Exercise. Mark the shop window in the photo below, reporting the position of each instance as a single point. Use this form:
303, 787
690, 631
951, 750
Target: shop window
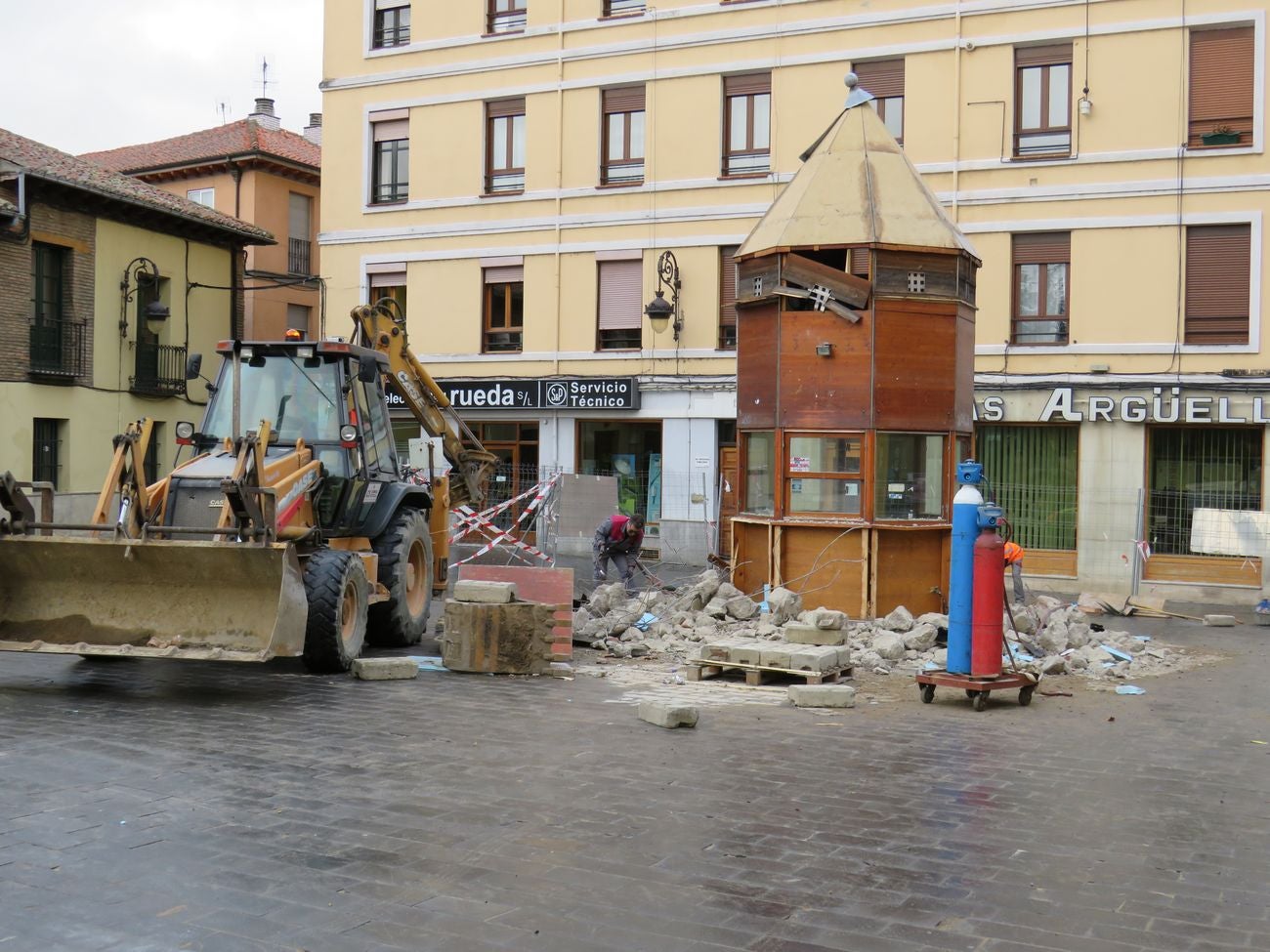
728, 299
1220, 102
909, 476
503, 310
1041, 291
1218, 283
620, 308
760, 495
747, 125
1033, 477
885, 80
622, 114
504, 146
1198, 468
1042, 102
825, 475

* * *

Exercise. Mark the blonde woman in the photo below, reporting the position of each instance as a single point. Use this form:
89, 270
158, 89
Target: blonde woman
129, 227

Task to complete
In the records above, how many lines hold the string "single"? Respond with that number only.

Your response
2